> AIM
Rewrite the lines below from the line with "Each instance receives exactly one keypoint. Tag the bridle" up to and including the last line, replacing "photo" with "image" and changing nothing else. Give only these lines, without the pictures.
___ EXERCISE MATERIAL ___
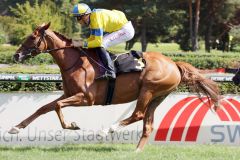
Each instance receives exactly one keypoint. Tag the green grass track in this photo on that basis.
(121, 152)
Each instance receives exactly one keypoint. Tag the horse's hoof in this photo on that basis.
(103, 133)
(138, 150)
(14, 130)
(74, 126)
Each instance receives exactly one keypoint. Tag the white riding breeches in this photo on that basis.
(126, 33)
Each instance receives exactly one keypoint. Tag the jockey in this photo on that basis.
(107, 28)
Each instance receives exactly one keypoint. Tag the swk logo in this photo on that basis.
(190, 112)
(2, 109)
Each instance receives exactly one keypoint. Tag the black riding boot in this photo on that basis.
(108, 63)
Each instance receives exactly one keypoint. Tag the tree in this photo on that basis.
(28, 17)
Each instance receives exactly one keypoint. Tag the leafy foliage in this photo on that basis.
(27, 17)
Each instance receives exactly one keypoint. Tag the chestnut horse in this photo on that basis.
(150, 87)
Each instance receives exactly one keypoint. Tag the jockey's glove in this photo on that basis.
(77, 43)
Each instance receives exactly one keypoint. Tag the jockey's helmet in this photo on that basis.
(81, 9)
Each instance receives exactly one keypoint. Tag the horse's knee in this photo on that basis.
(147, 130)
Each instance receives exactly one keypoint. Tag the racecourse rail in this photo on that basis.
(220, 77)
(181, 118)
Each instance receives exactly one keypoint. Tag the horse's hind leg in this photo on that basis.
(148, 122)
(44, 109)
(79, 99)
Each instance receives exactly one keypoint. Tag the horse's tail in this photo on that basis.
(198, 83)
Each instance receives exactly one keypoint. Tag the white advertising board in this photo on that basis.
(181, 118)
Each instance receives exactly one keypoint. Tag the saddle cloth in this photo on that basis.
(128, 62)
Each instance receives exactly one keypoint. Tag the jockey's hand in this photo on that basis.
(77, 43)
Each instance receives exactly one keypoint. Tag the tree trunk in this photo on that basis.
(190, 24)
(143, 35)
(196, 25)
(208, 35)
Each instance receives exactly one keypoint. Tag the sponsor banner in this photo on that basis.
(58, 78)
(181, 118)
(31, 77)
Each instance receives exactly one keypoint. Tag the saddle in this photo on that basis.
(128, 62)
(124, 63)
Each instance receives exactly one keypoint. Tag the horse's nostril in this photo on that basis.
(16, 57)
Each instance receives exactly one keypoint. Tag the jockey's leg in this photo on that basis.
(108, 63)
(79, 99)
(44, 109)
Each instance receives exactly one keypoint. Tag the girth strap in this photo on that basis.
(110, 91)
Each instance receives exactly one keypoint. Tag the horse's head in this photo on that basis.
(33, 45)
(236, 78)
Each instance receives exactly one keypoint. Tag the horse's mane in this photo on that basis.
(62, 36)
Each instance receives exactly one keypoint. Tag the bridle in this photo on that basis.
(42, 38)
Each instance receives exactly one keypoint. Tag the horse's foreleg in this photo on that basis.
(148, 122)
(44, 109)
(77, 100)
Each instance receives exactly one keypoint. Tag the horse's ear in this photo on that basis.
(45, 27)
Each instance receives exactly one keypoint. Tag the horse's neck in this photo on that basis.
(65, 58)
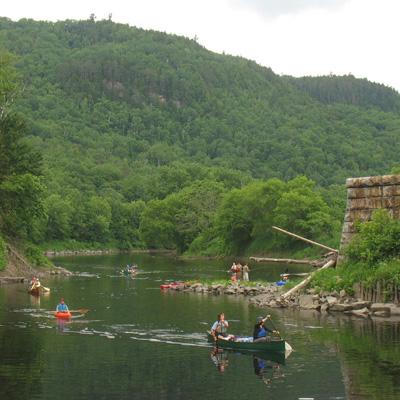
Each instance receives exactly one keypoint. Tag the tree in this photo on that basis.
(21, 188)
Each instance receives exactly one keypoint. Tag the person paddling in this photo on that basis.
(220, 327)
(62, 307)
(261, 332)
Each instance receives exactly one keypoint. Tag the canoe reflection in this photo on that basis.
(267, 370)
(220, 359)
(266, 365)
___
> PROBLEM SOLUTION
Each instance receives exactly one keypoint. Tag the bridle in this image on that basis.
(42, 38)
Each instance receives exactly one keypoint. Tag the horse's foreleg in this image on that basis.
(148, 122)
(44, 109)
(77, 100)
Each instance receives exactly one keypoint. Tag the horse's ear in this image on that basis.
(45, 27)
Each instance receives exactly one keypoint. Tag the horse's neck in this image on that basis.
(65, 58)
Each instance receives exactly one keypoint. Tag the tree in this image on that basis.
(21, 188)
Each instance receives exactly one keypoint. Tag the person paddling in this image on that basis.
(220, 327)
(62, 307)
(261, 332)
Each instance receives exactly one keypoint. Tag the canoe reflection in this image on that basis.
(267, 370)
(220, 359)
(266, 365)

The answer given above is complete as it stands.